• **Artigo**:

+ + +

Ledo engano. Parados nunca estamos. Mesmo dormindo, viajamos a não sei quantos quilômetros rodando com a Terra que, além de girar em torno de si, dia após noite, arrodeia o Sol, ano após ano, séculos, milênios. Ah o tempo… outro ledo engano. Como diz nosso amigo Antônio Aurélio Cassiano:

“O tempo não existe, nós o inventamos, para não pensarmos na morte. E o espaço, onde pode ocorrer o tempo, é o lapso em que se deu nossas memórias”.

Voltando ao voo, aliás, aos voos, e aos tantos giros, deixemos a imaginação idem voar. Subamos além deste tapete branco, do mar azul acima dele, e, bem mais alto, planetas, galáxias, que também voam, girando, girando, na espiral infinita que tudo move, por onde o todo se expande infinitamente, e nós pensando que estamos parados. Ledo engano.

+ + +

• **Dados**:
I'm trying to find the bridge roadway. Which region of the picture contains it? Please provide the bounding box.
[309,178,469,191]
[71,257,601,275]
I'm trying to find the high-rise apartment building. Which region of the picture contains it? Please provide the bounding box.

+ + +

• **Instruções**: Continue o artigo sobre o movimento e o tempo a partir da última frase, no mesmo tom reflexivo.

• **Resposta**:
De Lisboa a Varsóvia, são só 4 horas. Polônia, terra de Chopin, e a Fantasia-Improviso soando sublime nos fones com melodias que nos levam a tantas lembranças. Com apenas 10 anos, noturnos e valsas do gênio ao piano embalavam o garoto que cedo se encantou com suas mazurkas. E nunca esqueceu a emoção que sentiu na casa museu de Zelazowa Wola, onde ele nasceu. Juntos chegamos e até no jardim os prelúdios cantavam à luz dos gerânios. Nada conteve as lágrimas escorridas enquanto olhávamos aqueles recantos. Agora não voltaremos à casa museu, ao menos de corpo. Mas d’alma pra sempre nela estarão as sonatas e as formas do amor mais bem nutrido que é gratidão.

E a nave desliza. Suave é a manhã que nos acompanha no tempo que gira, nunca parado, ainda que aos olhos as nuvens pareçam imóveis no espaço que é lapso na poesia de Aurélio.

Pouco mais o avião aterrissa em Varsóvia, cidade que inspirou Addinsell ao concerto em seu nome. Destruíram a Polônia, os infames insanos que sozinhos decidem para todos o pior. Vidas preciosas, arte feita em pedra, tombaram pelas ruas, e páginas tão sombrias foram impressas cruelmente nos horrores da história. Com trabalho e coragem tudo se ergueu tal como existiu. E a Polônia de hoje ressurge bela como ouvida ao piano de seu filho Chopin.

Felizmente é impossível destruir com bombardeios as eternas melodias que o tornaram imortal. Ainda que os insanos com o poder que têm nas mãos e nas mentes doentias outra vez de sangue manchem com o terror da violência que reservam aos que dominam.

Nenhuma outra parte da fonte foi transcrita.